• OBIETTIVO DEL COMPITO: Ricopia parola per parola la parte del brano sul film dedicato a Bob Marley che comincia con "Prima però farà" e prosegue fino a "a lungo possibile.".

• BRANO DI TESTO:

= = =

Da quell’esperienza nascerà “Exodus” (uno dei capolavori della sua discografia con alcuni classici per antonomasia) la cui canzone manifesto diverrà proprio “One Love”, quella che dà il titolo al film. All’epoca il musicista aveva pienamente compreso il suo ruolo politico, maturando la decisione di veicolare ancora di più il proprio pensiero tramite la sua arte. Un po’ come aveva fatto il suo ex compagno Peter Tosh, che aveva abbracciato la strada della denuncia sociale attraverso la musica, con la conseguenza di finire arrestato dalla polizia giamaicana. Proprio la figura di Tosh è – assieme a quella di Bunny Wailer – una delle grandi assenti nel lungometraggio. I tre avevano mosso insieme i loro primi passi nel gruppo The Wailers, poi il capo della Island Records Chris Blackwell aveva capito che il carisma di Marley andava sfruttato al meglio e lo aveva spinto verso la carriera da solista.

Quel che il film esalta è invece la profonda fede di Bob e il ruolo che questa ha assunto nella sua interpretazione del mondo. Convinto rastafariano, il musicista aveva sposato in pieno il credo che venerava la figura dell’imperatore etiope Hailé Selassié I e che predicava l’elevazione dell’essere umano sopra ogni cosa. Un tema che sarà sempre al centro dei testi del cantante. E proprio la sua fede sarà indirettamente una delle cause della sua morte. Quando gli verrà diagnosticata una rara forma di tumore (manifestatasi tramite una ferita all’alluce che non si cicatrizzava) i medici consiglieranno a Marley di sottoporsi a un intervento di amputazione del dito del piede. Lui rifiuterà perché la sua religione impediva ai credenti di «tagliare la propria carne». Sarà questa la causa che lo porterà alla morte nel 1981, a soli 36 anni.

Prima però farà in tempo a entrare anche nella storia del nostro Paese, grazie al concerto del 27 giugno 1980 allo Stadio di San Siro: segnerà un’epoca e darà il via alla grande stagione di concerti negli stadi italiani, che proseguirà per tutti gli anni Ottanta arrivando sino a oggi. Di quell’evento nel film non vi è traccia, dato che la vicenda raccontata sullo schermo termina nel 1978. Ma per noi è sufficiente conservare nella memoria quella notte «da centomila fiammelle», come la descrive Antonello Venditti in “Piero e Cinzia”. Sperando che le parole di quest’uomo che cantava di pace, resistenza e amore continuino a risuonare dentro di noi il più a lungo possibile.

= = =

Voci del dataset
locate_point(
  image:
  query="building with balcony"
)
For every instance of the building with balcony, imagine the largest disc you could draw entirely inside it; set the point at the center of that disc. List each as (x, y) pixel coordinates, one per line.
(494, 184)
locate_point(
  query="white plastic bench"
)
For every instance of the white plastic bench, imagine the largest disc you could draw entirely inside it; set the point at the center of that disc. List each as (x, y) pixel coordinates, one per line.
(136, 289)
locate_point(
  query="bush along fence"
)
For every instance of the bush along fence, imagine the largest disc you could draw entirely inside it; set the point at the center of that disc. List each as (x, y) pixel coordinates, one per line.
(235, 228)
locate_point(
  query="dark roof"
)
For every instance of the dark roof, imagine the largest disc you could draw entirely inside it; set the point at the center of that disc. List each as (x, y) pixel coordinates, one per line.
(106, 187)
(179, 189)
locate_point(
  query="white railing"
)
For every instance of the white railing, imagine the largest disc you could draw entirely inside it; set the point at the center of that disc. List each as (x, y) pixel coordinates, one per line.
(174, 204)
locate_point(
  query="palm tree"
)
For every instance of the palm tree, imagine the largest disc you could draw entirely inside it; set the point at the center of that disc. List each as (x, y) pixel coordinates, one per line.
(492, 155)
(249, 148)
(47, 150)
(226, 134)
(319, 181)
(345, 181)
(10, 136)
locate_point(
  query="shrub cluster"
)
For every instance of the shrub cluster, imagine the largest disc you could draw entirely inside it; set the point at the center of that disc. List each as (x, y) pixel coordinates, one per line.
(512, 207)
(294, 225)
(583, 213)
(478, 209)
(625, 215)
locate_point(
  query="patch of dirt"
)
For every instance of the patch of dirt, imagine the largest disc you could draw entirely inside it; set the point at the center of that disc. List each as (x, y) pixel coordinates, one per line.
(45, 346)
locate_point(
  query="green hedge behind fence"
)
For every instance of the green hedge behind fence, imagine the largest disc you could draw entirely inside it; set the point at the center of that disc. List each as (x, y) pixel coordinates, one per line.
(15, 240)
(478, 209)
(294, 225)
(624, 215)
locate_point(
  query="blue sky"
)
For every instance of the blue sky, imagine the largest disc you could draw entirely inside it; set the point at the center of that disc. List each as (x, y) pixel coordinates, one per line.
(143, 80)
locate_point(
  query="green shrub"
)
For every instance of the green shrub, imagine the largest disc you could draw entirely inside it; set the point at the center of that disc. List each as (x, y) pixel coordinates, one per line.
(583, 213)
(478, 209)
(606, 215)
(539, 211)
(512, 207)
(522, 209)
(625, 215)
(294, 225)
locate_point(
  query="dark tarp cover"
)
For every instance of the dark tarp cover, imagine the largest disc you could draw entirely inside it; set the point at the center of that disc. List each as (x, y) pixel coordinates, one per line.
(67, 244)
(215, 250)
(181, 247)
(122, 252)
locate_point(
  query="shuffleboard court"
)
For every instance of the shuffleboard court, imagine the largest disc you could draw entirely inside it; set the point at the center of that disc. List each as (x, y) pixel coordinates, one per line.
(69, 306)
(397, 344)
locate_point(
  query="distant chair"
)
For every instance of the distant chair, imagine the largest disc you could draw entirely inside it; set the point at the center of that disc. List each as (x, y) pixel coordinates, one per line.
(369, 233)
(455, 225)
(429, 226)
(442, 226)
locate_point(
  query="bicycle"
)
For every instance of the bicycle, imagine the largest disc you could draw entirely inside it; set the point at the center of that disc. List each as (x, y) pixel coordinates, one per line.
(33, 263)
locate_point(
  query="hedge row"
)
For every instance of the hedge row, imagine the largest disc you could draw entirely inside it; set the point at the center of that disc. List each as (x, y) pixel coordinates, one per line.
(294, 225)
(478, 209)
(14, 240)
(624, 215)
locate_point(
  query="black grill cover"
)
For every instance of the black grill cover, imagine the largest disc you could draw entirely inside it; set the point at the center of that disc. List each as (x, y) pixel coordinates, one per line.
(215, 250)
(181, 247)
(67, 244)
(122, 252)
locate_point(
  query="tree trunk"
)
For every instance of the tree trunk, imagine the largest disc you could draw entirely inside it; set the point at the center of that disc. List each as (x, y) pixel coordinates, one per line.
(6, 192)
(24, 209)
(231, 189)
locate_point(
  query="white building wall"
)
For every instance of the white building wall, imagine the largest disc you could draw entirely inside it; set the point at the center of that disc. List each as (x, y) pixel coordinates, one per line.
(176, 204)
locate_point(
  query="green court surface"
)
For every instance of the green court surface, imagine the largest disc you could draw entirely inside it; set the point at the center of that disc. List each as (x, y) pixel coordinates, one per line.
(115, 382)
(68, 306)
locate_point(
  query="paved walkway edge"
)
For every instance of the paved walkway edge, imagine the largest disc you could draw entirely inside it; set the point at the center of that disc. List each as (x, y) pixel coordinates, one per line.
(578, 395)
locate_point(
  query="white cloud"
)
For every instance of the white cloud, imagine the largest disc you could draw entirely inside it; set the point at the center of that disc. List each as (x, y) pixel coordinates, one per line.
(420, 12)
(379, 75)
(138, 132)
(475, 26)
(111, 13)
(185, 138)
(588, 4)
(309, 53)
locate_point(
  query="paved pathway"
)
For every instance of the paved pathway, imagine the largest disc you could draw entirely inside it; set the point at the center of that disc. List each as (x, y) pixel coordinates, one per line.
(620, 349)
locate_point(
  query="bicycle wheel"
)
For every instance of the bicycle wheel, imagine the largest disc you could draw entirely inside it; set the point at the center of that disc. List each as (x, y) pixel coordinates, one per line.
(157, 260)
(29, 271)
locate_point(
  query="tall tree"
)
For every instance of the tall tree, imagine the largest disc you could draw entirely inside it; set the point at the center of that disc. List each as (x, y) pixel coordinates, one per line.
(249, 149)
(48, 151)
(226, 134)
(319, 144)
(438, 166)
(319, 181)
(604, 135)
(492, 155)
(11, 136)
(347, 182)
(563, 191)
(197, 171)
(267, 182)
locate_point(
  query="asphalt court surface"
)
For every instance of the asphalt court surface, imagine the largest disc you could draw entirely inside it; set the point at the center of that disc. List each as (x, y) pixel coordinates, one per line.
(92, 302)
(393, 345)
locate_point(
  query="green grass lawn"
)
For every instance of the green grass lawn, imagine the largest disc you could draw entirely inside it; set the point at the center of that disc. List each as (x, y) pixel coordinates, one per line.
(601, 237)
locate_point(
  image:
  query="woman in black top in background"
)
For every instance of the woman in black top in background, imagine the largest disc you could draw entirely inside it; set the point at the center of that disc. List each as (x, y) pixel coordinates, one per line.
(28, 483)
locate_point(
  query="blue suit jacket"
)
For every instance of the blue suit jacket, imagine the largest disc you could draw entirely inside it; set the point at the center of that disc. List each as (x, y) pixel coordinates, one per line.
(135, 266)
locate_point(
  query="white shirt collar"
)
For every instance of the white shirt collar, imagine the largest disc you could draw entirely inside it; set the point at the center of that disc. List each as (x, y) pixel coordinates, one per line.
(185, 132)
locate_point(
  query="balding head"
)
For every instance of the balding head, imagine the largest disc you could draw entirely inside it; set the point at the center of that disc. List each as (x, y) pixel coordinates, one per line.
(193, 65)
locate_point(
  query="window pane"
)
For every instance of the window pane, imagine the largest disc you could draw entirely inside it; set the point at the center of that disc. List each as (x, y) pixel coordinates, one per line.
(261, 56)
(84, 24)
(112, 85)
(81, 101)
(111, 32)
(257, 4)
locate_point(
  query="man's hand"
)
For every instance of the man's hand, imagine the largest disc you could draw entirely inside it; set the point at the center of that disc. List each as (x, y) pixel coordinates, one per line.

= = =

• RISPOSTA SCRITTA:
Prima però farà in tempo a entrare anche nella storia del nostro Paese, grazie al concerto del 27 giugno 1980 allo Stadio di San Siro: segnerà un’epoca e darà il via alla grande stagione di concerti negli stadi italiani, che proseguirà per tutti gli anni Ottanta arrivando sino a oggi. Di quell’evento nel film non vi è traccia, dato che la vicenda raccontata sullo schermo termina nel 1978. Ma per noi è sufficiente conservare nella memoria quella notte «da centomila fiammelle», come la descrive Antonello Venditti in “Piero e Cinzia”. Sperando che le parole di quest’uomo che cantava di pace, resistenza e amore continuino a risuonare dentro di noi il più a lungo possibile.